Render the lines of the records, from the first line through the line that contains "[[193, 210, 235, 223], [149, 194, 167, 211]]", as a JSON list of strings with one string per line. Omit blank lines and include nothing after that line.

* Start LISTING *

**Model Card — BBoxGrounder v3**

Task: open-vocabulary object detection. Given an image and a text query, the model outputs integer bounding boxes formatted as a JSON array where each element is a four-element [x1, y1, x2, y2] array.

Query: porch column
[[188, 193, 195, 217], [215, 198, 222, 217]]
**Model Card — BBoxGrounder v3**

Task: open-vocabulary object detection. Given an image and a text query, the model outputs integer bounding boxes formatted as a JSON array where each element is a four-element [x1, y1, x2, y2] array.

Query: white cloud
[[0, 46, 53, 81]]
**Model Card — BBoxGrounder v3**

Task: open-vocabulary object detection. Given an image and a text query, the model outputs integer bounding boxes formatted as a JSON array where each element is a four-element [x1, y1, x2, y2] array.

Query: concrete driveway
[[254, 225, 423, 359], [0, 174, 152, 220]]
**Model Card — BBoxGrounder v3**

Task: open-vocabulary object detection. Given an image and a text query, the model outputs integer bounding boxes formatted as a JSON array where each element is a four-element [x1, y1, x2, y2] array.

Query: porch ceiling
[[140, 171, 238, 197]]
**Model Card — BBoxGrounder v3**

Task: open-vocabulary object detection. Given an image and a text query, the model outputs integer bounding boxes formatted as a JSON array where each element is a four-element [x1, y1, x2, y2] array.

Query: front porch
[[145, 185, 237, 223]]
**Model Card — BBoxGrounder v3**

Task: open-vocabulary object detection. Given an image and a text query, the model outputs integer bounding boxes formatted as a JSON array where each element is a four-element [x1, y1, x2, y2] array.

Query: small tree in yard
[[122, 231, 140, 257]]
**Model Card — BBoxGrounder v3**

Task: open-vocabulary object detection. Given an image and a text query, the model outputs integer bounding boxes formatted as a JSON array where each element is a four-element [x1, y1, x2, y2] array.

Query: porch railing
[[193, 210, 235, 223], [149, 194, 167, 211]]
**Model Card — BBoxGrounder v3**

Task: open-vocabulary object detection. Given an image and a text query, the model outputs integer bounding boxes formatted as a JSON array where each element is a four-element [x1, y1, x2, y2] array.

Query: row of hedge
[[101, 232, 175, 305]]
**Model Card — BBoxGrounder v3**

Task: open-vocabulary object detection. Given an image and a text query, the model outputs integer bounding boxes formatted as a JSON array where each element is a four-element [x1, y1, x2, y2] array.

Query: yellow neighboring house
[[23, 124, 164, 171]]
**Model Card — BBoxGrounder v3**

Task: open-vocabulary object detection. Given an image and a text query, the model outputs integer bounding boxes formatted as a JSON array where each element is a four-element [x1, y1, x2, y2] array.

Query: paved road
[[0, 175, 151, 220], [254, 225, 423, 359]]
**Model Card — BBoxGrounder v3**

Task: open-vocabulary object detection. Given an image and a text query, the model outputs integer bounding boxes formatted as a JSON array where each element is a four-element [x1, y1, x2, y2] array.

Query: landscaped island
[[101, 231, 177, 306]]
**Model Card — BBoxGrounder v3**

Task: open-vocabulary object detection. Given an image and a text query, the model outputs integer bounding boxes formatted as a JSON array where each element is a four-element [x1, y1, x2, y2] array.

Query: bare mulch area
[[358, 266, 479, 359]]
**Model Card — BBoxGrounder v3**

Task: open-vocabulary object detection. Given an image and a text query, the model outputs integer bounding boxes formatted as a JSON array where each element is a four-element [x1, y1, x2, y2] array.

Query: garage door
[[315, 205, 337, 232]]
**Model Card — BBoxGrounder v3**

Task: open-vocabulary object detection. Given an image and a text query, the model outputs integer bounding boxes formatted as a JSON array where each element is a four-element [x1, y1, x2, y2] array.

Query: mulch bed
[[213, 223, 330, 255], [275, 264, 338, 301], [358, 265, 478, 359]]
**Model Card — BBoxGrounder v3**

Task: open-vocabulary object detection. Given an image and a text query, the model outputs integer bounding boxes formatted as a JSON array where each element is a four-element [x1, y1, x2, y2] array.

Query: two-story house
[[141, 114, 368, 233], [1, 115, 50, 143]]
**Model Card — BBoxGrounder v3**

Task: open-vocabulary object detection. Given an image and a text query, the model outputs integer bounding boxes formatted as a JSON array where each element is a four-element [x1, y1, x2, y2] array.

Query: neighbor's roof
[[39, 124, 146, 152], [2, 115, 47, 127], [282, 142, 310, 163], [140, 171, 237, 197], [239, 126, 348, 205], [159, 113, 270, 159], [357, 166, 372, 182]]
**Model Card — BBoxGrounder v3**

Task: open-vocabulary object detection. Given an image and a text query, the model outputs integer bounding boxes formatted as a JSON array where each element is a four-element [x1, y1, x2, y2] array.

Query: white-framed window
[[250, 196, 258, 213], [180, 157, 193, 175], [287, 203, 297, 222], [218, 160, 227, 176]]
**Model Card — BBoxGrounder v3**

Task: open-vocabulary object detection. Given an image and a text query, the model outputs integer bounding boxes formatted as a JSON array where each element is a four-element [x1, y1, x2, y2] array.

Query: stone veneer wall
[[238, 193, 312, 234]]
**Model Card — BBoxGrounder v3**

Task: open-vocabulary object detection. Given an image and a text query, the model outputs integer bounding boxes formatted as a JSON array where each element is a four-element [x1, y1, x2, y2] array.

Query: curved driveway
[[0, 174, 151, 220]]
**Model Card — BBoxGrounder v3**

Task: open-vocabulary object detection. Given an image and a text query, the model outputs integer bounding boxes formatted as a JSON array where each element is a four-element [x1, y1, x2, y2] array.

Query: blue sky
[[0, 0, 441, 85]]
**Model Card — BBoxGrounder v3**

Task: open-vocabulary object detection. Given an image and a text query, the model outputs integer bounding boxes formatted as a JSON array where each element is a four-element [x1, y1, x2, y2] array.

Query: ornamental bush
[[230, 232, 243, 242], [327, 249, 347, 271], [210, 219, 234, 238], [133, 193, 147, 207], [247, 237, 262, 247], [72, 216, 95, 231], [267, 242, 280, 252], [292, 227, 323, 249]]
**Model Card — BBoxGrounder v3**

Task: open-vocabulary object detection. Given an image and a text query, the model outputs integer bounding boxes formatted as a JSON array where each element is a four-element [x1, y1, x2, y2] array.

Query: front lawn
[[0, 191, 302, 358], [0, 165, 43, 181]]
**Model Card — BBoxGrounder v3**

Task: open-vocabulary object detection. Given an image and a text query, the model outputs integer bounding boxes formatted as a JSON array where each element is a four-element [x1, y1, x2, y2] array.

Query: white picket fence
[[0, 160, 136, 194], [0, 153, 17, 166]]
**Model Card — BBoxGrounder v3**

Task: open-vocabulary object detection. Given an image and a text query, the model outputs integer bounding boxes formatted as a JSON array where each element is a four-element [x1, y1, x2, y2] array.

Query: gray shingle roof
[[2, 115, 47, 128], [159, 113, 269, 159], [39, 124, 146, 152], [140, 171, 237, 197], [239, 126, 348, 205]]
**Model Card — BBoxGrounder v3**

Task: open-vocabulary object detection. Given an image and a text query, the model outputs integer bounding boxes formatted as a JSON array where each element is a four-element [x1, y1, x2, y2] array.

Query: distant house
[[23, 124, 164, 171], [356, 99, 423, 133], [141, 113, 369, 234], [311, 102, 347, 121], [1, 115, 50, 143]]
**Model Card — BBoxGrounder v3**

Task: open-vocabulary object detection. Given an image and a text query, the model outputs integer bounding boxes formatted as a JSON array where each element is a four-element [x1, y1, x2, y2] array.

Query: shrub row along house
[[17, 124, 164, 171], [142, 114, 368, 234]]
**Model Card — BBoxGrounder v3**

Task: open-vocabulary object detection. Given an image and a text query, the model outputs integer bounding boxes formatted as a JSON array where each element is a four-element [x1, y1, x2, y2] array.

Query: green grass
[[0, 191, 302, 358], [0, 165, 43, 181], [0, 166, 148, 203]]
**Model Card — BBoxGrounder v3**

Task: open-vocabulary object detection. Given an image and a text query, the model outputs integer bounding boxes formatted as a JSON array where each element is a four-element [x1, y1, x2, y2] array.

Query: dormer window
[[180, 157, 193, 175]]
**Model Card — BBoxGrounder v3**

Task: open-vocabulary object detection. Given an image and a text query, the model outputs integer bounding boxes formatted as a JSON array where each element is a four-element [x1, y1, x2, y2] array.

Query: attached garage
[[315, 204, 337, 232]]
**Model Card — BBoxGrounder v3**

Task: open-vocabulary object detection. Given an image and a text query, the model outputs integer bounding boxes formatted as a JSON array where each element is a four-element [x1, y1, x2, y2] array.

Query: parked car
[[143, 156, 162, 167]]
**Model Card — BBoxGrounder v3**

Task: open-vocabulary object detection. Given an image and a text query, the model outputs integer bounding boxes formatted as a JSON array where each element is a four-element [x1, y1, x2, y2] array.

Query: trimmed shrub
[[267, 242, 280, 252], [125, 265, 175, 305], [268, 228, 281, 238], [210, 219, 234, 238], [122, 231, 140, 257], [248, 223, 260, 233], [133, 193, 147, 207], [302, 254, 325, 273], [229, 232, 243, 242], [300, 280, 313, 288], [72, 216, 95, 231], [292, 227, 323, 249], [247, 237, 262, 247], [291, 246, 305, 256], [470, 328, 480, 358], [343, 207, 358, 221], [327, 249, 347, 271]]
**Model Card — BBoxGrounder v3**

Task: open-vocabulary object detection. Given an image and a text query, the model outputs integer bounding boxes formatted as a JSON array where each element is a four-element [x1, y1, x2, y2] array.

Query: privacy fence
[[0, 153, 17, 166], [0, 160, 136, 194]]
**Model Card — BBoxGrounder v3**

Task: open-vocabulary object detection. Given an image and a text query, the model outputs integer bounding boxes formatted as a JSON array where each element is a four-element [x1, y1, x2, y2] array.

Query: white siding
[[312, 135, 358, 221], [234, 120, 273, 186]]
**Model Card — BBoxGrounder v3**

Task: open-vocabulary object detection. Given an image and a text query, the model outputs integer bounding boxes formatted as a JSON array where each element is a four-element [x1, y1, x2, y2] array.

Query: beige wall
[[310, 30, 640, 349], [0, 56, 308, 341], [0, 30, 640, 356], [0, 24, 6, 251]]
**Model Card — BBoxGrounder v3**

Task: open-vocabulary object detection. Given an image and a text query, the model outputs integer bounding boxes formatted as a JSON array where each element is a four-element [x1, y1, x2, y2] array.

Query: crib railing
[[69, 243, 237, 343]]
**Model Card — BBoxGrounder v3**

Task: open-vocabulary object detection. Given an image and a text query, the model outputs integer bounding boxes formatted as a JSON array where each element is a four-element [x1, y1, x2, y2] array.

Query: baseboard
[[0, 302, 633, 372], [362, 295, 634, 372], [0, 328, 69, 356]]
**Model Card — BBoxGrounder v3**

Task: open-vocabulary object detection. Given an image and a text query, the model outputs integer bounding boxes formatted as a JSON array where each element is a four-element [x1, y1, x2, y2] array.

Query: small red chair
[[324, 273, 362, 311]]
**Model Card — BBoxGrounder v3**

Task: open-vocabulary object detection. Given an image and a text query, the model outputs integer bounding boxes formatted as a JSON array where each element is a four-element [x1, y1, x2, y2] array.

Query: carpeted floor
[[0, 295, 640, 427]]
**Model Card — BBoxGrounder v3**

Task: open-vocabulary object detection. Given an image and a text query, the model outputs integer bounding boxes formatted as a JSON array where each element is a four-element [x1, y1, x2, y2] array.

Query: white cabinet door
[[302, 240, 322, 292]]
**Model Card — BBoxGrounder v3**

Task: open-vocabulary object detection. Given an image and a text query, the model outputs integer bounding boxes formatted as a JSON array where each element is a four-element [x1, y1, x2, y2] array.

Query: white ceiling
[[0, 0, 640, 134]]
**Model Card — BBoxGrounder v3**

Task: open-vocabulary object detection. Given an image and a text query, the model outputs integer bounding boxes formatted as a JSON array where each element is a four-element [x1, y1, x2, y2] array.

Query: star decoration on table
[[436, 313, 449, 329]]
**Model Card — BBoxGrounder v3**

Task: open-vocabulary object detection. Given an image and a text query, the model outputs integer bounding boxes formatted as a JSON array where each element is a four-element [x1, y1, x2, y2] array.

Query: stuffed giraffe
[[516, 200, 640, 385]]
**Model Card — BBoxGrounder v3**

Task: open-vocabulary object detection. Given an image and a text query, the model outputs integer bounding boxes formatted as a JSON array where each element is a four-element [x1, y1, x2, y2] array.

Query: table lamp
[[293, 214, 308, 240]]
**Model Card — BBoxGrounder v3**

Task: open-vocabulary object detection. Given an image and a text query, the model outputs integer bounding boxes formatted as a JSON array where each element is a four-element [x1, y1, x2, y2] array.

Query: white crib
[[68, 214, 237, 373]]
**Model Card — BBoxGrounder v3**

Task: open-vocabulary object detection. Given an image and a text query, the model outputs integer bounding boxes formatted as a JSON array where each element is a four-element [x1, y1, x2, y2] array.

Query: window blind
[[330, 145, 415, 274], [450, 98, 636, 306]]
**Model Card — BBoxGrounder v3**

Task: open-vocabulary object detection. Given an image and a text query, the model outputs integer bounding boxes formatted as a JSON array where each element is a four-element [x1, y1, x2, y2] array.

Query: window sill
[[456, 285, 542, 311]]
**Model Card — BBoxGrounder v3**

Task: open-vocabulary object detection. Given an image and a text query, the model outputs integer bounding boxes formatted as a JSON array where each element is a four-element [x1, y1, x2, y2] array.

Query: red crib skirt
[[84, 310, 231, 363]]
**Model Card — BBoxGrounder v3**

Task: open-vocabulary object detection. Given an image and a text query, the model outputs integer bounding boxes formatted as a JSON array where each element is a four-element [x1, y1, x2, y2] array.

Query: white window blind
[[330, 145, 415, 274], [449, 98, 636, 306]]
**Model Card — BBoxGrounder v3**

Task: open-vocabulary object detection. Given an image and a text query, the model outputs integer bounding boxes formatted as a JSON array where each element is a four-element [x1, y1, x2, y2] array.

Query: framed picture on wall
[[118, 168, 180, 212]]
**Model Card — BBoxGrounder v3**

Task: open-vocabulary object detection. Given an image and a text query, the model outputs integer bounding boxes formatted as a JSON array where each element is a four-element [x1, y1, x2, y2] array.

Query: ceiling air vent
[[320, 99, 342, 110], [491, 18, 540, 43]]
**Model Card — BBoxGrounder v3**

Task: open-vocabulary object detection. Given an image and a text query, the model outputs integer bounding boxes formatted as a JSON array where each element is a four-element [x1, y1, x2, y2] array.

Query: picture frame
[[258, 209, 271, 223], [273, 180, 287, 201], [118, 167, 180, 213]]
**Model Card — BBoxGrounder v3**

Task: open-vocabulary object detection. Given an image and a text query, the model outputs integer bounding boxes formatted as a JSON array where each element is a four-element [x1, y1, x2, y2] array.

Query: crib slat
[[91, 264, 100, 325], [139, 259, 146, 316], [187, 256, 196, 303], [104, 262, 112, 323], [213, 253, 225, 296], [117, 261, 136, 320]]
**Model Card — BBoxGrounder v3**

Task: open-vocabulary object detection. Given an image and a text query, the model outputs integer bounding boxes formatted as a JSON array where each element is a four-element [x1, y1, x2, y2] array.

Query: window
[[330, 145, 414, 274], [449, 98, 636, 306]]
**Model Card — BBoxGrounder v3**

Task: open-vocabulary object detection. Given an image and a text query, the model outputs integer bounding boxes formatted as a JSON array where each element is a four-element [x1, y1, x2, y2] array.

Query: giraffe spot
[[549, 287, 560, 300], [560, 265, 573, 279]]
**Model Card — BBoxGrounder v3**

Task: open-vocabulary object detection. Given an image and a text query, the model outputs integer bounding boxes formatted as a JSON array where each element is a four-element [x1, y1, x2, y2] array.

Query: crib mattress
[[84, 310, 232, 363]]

* End LISTING *

■ RESULT OF THIS TASK ■
[
  "**Model Card — BBoxGrounder v3**",
  "Task: open-vocabulary object detection. Given an image and a text query, the model outputs integer bounding boxes formatted as a JSON array where each element is a four-element [x1, y1, x2, y2] array.",
  "Query: porch column",
  "[[188, 193, 195, 217], [215, 198, 222, 217]]",
  "**Model Card — BBoxGrounder v3**",
  "Task: open-vocabulary object detection. Given an image and a text query, the model outputs integer bounding boxes formatted as a JSON array where each element is a four-element [x1, y1, x2, y2] array.",
  "Query: white cloud",
  "[[0, 46, 53, 81]]",
  "**Model Card — BBoxGrounder v3**",
  "Task: open-vocabulary object detection. Given an image and a text query, the model outputs integer bounding boxes formatted as a JSON array where each element is a four-element [x1, y1, x2, y2] array.",
  "Query: concrete driveway",
  "[[254, 225, 423, 359], [0, 174, 152, 220]]",
  "**Model Card — BBoxGrounder v3**",
  "Task: open-vocabulary object detection. Given an image and a text query, the model outputs integer bounding boxes formatted as a JSON array where each element is a four-element [x1, y1, x2, y2] array.",
  "Query: porch ceiling",
  "[[140, 171, 238, 197]]",
  "**Model Card — BBoxGrounder v3**",
  "Task: open-vocabulary object detection. Given an image and a text query, the model outputs integer bounding boxes formatted as a JSON array where each element is a four-element [x1, y1, x2, y2] array.",
  "Query: front porch",
  "[[145, 185, 237, 223]]",
  "**Model Card — BBoxGrounder v3**",
  "Task: open-vocabulary object detection. Given an image and a text query, the model outputs integer bounding boxes formatted as a JSON array where each element is a four-element [x1, y1, x2, y2] array.",
  "Query: small tree in yard",
  "[[122, 231, 140, 257]]",
  "**Model Card — BBoxGrounder v3**",
  "Task: open-vocabulary object detection. Given an image and a text query, the model outputs integer bounding boxes formatted as a JSON array where each element is a four-element [x1, y1, x2, y2] array.",
  "Query: porch railing",
  "[[193, 210, 235, 223], [149, 194, 167, 211]]"
]